- **Texte fourni**

++++++++++

Présentée par l’animateur-amuseur multicartes Stéphane Bern, et dotée d’un titre qui évoque on ne sait quels mystères, « Secrets d’histoire », l’émission historique de France 2, diffusée depuis 2007, n’a pas pour vocation d’attirer les spécialistes, ni même les amateurs éclairés. Elle n’a pas non plus pour objectif de proposer au plus grand nombre une vision accessible et équilibrée de sujets historiques variés, faisant état des points de consensus dans la communauté historienne, tout en laissant une place suffisante au doute et au débat. Elle n’est tout au plus qu’un divertissement audiovisuel qui prend quelques précautions historiennes. Le genre n’est pas a priori méprisable. Mais sous couvert de proposer un divertissement instructif, « Secrets d’histoire » fait passer une très singulière version de l’histoire de France.

En effet, au moment où réapparaît une « histoire identitaire », dont la petite entreprise éditoriale de Lorànt Deutsch constitue l’exemple le plus frappant, et qui s’applique à reconstruire une histoire nationale (ou plutôt nationaliste) simpliste et fantasmée, comme on peut le lire ici même, on s’assurera aussi que l’émission évite toute instrumentalisation grossière du passé.

La question mérite d’être posée tant le choix de confier la présentation de cette émission à Stéphane Bern est déconcertant. Ni sa formation (il est diplômé de l’École supérieure de commerce de Lyon), ni son parcours médiatique antérieur [1], n’invitent à penser qu’il détient quelque compétence en la matière. À moins de considérer qu’une passion à toute épreuve pour tout ce qui a trait aux têtes couronnées, une spécialisation journalistique (et mondaine) en la matière, et surtout des convictions… royalistes jamais démenties confèrent a priori une légitimité pour traiter de sujets historiques ! Enfin, si l’on peut encore parler de « sujets historiques » à propos du contenu de « Secrets d’histoire »…

En effet, la recension des sujets diffusés depuis 2007 [2] permet de constater que Stéphane Bern (grâce au concours des auteurs et des réalisateurs de l’émission) ne s’est pas privé de laisser libre cours à sa fascination : pas moins de 50 sujets sur 85 traitent d’un roi ou d’une reine, d’un empereur ou d’une impératrice, d’un pharaon ou d’une pharaonne, ou encore d’un sultan ! Et encore, ce bilan est-il en partie trompeur, puisque l’année 2008, avec seulement 8 sujets « monarque » sur 21, fait baisser la moyenne…

Pour le reste, « Secrets d’histoire » s’applique à n’aborder que des sujets historiquement anecdotiques, qui prennent la forme d’énigmes insignifiantes et recuites (« Quel est le mystère de la bête du Gévaudan ? » ; « Où est caché le trésor des Templiers ? »), ou qui font, encore, la part belle aux « grands hommes », qu’il s’agisse de « célébrités » historiques diverses et variées (Jésus, Barbe-Bleue, Casanova, Nostradamus, Robin des Bois), de génies artistiques (Molière, Mozart, Monet, Hugo), ou de quasi contemporains (Clemenceau, De Gaulle, « les milliardaires américains depuis la Guerre de Sécession »). Et comme un souverain digne de ce nom ne se conçoit pas sans son palais féérique, Stéphane Bern ne manque pas d’y conduire régulièrement les téléspectateurs (les résidences d’été, le Vatican, l’Élysée).

++++++++++

- **Enregistrements fournis**
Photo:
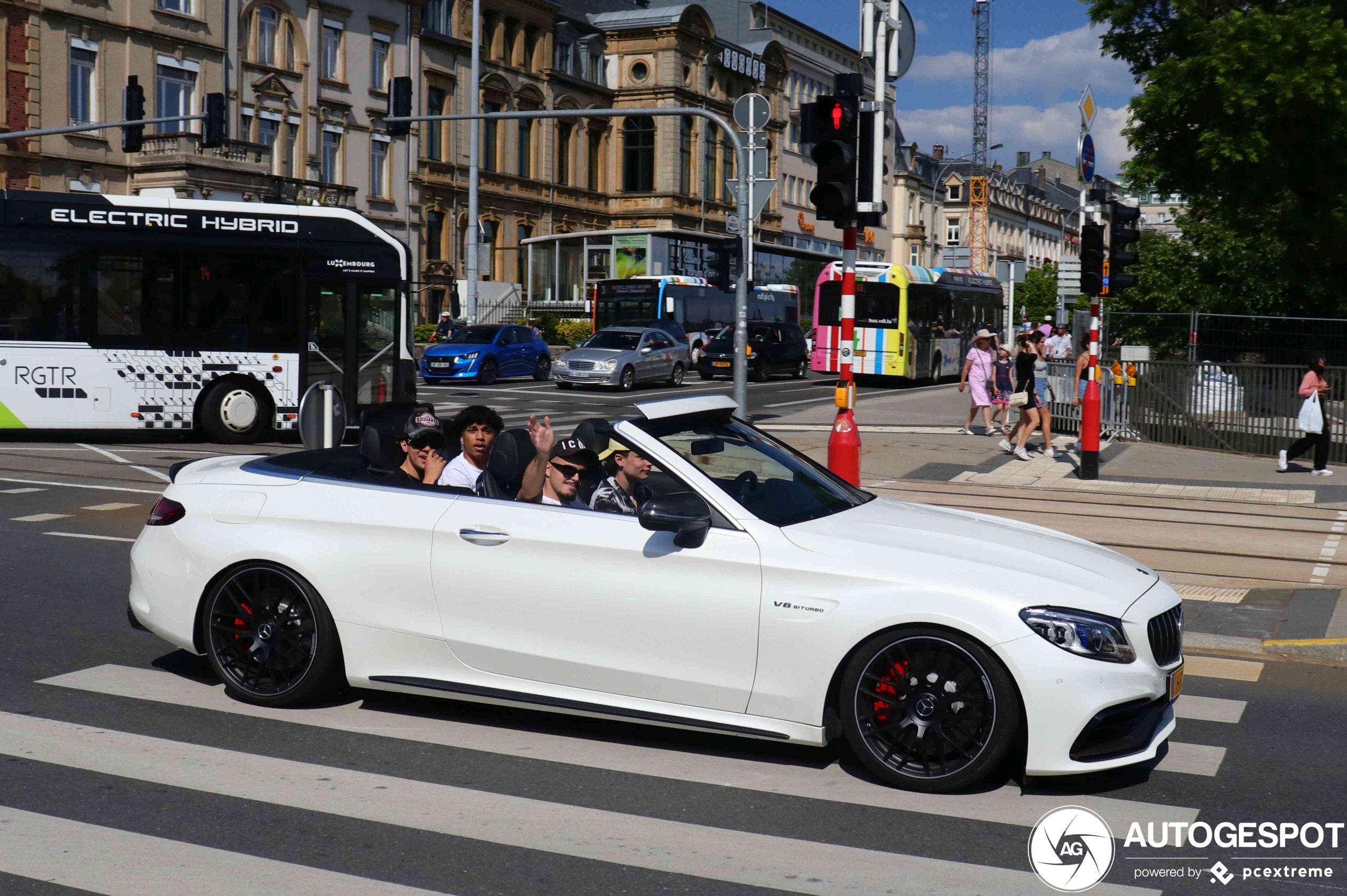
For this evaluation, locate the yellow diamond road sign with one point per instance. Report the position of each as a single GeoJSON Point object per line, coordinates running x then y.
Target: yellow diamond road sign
{"type": "Point", "coordinates": [1088, 108]}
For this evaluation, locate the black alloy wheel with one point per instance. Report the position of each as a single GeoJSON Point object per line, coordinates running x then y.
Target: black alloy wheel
{"type": "Point", "coordinates": [270, 638]}
{"type": "Point", "coordinates": [489, 372]}
{"type": "Point", "coordinates": [929, 710]}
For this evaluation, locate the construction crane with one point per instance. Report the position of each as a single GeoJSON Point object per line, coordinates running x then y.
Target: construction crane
{"type": "Point", "coordinates": [978, 188]}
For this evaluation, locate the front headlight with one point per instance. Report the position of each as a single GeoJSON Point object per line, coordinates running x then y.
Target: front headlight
{"type": "Point", "coordinates": [1078, 633]}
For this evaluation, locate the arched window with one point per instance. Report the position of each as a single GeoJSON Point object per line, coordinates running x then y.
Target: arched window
{"type": "Point", "coordinates": [639, 154]}
{"type": "Point", "coordinates": [268, 23]}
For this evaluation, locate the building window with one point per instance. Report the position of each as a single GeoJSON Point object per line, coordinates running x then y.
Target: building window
{"type": "Point", "coordinates": [380, 46]}
{"type": "Point", "coordinates": [685, 155]}
{"type": "Point", "coordinates": [526, 148]}
{"type": "Point", "coordinates": [267, 26]}
{"type": "Point", "coordinates": [596, 155]}
{"type": "Point", "coordinates": [332, 50]}
{"type": "Point", "coordinates": [639, 154]}
{"type": "Point", "coordinates": [563, 153]}
{"type": "Point", "coordinates": [435, 130]}
{"type": "Point", "coordinates": [173, 96]}
{"type": "Point", "coordinates": [378, 166]}
{"type": "Point", "coordinates": [522, 232]}
{"type": "Point", "coordinates": [332, 158]}
{"type": "Point", "coordinates": [438, 16]}
{"type": "Point", "coordinates": [81, 85]}
{"type": "Point", "coordinates": [489, 131]}
{"type": "Point", "coordinates": [434, 233]}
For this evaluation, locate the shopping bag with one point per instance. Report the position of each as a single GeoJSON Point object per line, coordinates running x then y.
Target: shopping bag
{"type": "Point", "coordinates": [1311, 416]}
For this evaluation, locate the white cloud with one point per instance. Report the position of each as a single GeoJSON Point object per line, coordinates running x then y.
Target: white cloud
{"type": "Point", "coordinates": [1042, 68]}
{"type": "Point", "coordinates": [1021, 127]}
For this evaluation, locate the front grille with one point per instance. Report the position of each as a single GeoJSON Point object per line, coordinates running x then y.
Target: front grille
{"type": "Point", "coordinates": [1166, 634]}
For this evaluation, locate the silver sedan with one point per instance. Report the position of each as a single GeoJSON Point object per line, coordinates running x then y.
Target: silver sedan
{"type": "Point", "coordinates": [623, 356]}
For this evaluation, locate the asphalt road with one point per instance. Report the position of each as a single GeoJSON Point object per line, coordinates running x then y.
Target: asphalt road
{"type": "Point", "coordinates": [127, 772]}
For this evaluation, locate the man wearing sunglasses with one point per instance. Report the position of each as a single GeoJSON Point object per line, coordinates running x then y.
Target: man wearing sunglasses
{"type": "Point", "coordinates": [422, 440]}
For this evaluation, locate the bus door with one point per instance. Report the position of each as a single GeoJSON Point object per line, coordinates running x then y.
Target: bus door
{"type": "Point", "coordinates": [352, 339]}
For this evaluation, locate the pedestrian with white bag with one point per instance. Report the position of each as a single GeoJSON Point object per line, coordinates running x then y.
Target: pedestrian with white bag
{"type": "Point", "coordinates": [1314, 422]}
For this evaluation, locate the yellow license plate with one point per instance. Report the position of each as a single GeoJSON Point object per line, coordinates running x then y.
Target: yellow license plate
{"type": "Point", "coordinates": [1175, 682]}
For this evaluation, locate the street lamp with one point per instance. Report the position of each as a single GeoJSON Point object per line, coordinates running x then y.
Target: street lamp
{"type": "Point", "coordinates": [937, 182]}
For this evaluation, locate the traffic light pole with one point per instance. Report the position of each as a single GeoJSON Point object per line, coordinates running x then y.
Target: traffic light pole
{"type": "Point", "coordinates": [845, 441]}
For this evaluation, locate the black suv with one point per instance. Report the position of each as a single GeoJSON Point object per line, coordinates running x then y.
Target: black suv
{"type": "Point", "coordinates": [774, 348]}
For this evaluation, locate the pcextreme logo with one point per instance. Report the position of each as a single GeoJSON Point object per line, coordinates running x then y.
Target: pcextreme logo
{"type": "Point", "coordinates": [1071, 849]}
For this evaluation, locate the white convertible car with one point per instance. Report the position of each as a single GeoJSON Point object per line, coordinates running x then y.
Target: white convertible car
{"type": "Point", "coordinates": [756, 595]}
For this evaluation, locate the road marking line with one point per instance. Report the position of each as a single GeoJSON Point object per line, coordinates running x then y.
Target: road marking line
{"type": "Point", "coordinates": [116, 863]}
{"type": "Point", "coordinates": [121, 460]}
{"type": "Point", "coordinates": [83, 486]}
{"type": "Point", "coordinates": [100, 538]}
{"type": "Point", "coordinates": [1210, 709]}
{"type": "Point", "coordinates": [1007, 806]}
{"type": "Point", "coordinates": [1193, 759]}
{"type": "Point", "coordinates": [678, 848]}
{"type": "Point", "coordinates": [1219, 667]}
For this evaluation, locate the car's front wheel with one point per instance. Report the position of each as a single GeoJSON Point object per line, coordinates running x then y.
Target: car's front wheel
{"type": "Point", "coordinates": [270, 636]}
{"type": "Point", "coordinates": [929, 710]}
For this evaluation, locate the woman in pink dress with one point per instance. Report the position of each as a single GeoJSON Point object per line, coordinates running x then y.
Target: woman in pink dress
{"type": "Point", "coordinates": [978, 376]}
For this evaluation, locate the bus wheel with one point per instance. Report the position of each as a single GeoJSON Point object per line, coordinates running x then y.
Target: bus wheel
{"type": "Point", "coordinates": [233, 412]}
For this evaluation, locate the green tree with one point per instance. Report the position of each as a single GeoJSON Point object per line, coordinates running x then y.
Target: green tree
{"type": "Point", "coordinates": [1244, 112]}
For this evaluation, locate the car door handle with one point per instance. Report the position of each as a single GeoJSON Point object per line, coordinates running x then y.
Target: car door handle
{"type": "Point", "coordinates": [484, 537]}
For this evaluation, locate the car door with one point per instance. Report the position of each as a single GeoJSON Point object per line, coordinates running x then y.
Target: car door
{"type": "Point", "coordinates": [590, 600]}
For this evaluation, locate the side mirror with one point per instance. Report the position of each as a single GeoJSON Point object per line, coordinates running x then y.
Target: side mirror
{"type": "Point", "coordinates": [685, 515]}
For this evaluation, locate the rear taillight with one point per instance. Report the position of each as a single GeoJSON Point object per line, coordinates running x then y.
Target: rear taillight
{"type": "Point", "coordinates": [166, 512]}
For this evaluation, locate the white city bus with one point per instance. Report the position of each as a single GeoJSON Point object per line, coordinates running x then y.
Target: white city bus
{"type": "Point", "coordinates": [177, 314]}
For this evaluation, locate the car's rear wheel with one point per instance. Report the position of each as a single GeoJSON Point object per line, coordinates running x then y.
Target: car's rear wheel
{"type": "Point", "coordinates": [927, 709]}
{"type": "Point", "coordinates": [489, 372]}
{"type": "Point", "coordinates": [270, 636]}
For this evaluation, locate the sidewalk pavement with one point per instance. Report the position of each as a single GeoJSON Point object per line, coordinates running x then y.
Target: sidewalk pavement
{"type": "Point", "coordinates": [912, 437]}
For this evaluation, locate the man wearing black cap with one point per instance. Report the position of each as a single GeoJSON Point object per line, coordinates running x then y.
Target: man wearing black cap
{"type": "Point", "coordinates": [422, 440]}
{"type": "Point", "coordinates": [554, 476]}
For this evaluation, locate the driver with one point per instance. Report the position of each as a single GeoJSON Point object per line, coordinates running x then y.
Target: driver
{"type": "Point", "coordinates": [421, 442]}
{"type": "Point", "coordinates": [624, 491]}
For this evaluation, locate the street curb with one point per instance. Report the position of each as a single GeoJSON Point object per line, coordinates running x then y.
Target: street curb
{"type": "Point", "coordinates": [1311, 650]}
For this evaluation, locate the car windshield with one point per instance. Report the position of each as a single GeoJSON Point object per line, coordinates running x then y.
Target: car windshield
{"type": "Point", "coordinates": [475, 336]}
{"type": "Point", "coordinates": [756, 332]}
{"type": "Point", "coordinates": [767, 477]}
{"type": "Point", "coordinates": [615, 340]}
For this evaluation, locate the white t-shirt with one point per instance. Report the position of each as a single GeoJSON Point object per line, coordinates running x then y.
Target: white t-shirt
{"type": "Point", "coordinates": [574, 502]}
{"type": "Point", "coordinates": [460, 472]}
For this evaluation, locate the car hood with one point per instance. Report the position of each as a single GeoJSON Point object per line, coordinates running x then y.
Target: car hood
{"type": "Point", "coordinates": [965, 550]}
{"type": "Point", "coordinates": [597, 355]}
{"type": "Point", "coordinates": [452, 351]}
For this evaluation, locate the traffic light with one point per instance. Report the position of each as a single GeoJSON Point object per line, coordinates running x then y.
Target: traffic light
{"type": "Point", "coordinates": [1091, 259]}
{"type": "Point", "coordinates": [865, 169]}
{"type": "Point", "coordinates": [1121, 236]}
{"type": "Point", "coordinates": [133, 110]}
{"type": "Point", "coordinates": [836, 121]}
{"type": "Point", "coordinates": [400, 104]}
{"type": "Point", "coordinates": [215, 130]}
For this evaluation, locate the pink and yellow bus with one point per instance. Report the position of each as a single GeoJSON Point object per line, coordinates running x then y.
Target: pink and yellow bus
{"type": "Point", "coordinates": [911, 322]}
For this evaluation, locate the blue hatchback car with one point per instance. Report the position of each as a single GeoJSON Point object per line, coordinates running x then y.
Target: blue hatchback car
{"type": "Point", "coordinates": [485, 354]}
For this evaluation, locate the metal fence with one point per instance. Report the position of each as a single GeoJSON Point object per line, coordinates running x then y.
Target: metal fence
{"type": "Point", "coordinates": [1248, 409]}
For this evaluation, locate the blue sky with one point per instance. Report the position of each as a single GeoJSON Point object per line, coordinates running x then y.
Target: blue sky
{"type": "Point", "coordinates": [1043, 54]}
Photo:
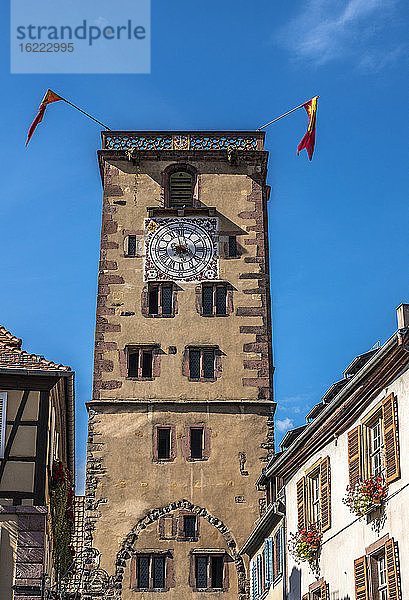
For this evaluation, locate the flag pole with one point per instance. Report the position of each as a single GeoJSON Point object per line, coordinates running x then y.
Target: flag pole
{"type": "Point", "coordinates": [86, 114]}
{"type": "Point", "coordinates": [284, 115]}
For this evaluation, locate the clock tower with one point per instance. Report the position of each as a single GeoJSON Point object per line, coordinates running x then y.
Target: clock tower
{"type": "Point", "coordinates": [181, 418]}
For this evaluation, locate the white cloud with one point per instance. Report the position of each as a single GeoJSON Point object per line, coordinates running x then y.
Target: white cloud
{"type": "Point", "coordinates": [284, 425]}
{"type": "Point", "coordinates": [326, 31]}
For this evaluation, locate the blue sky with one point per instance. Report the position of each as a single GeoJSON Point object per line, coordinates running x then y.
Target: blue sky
{"type": "Point", "coordinates": [338, 226]}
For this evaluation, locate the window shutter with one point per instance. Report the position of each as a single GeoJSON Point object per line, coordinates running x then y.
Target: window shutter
{"type": "Point", "coordinates": [259, 567]}
{"type": "Point", "coordinates": [361, 579]}
{"type": "Point", "coordinates": [207, 435]}
{"type": "Point", "coordinates": [392, 570]}
{"type": "Point", "coordinates": [325, 482]}
{"type": "Point", "coordinates": [278, 550]}
{"type": "Point", "coordinates": [354, 455]}
{"type": "Point", "coordinates": [324, 591]}
{"type": "Point", "coordinates": [301, 503]}
{"type": "Point", "coordinates": [268, 551]}
{"type": "Point", "coordinates": [390, 432]}
{"type": "Point", "coordinates": [3, 418]}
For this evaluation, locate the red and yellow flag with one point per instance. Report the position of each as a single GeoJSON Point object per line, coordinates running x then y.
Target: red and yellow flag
{"type": "Point", "coordinates": [49, 97]}
{"type": "Point", "coordinates": [308, 140]}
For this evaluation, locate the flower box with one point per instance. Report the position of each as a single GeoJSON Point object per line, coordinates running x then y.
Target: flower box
{"type": "Point", "coordinates": [366, 495]}
{"type": "Point", "coordinates": [305, 544]}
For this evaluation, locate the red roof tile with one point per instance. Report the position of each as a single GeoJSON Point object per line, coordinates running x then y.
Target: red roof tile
{"type": "Point", "coordinates": [11, 355]}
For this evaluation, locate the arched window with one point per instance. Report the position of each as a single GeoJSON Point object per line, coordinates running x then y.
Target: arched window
{"type": "Point", "coordinates": [181, 188]}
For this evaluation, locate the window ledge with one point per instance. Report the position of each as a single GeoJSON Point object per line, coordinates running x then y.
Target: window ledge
{"type": "Point", "coordinates": [149, 316]}
{"type": "Point", "coordinates": [214, 590]}
{"type": "Point", "coordinates": [188, 211]}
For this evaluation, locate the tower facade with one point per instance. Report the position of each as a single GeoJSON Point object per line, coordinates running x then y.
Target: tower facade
{"type": "Point", "coordinates": [181, 415]}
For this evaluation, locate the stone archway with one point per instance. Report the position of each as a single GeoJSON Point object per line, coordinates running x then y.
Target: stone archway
{"type": "Point", "coordinates": [127, 546]}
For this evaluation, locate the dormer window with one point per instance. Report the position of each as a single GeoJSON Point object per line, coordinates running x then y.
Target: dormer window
{"type": "Point", "coordinates": [181, 188]}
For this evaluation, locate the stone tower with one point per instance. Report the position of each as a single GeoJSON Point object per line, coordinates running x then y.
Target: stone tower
{"type": "Point", "coordinates": [181, 415]}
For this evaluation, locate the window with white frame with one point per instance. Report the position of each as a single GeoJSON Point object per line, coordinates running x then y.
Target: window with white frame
{"type": "Point", "coordinates": [376, 447]}
{"type": "Point", "coordinates": [313, 491]}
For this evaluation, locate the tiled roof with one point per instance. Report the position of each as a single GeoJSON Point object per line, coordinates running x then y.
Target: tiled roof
{"type": "Point", "coordinates": [12, 357]}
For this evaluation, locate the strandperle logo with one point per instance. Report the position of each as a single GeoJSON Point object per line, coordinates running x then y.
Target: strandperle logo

++++++++++

- **Tâche courte 1**
Indiquez si chacune des affirmations suivantes concorde avec le texte sur « Secrets d’histoire », en répondant par oui ou non et en citant les mots décisifs du texte : (a) l’émission est diffusée depuis 2007 ; (b) Stéphane Bern est diplômé d’une école d’histoire ; (c) en 2008, la majorité des sujets portaient sur un monarque.
- **Tâche courte 2**
D’après le texte sur « Secrets d’histoire », combien des 85 sujets recensés traitent d’un roi, d’une reine ou d’un autre monarque ?

- **Réponse complète 1**
(a) Oui : « diffusée depuis 2007 ».
(b) Non : « il est diplômé de l’École supérieure de commerce de Lyon ».
(c) Non : « avec seulement 8 sujets « monarque » sur 21 ».

- **Réponse complète 2**
50 sujets sur 85.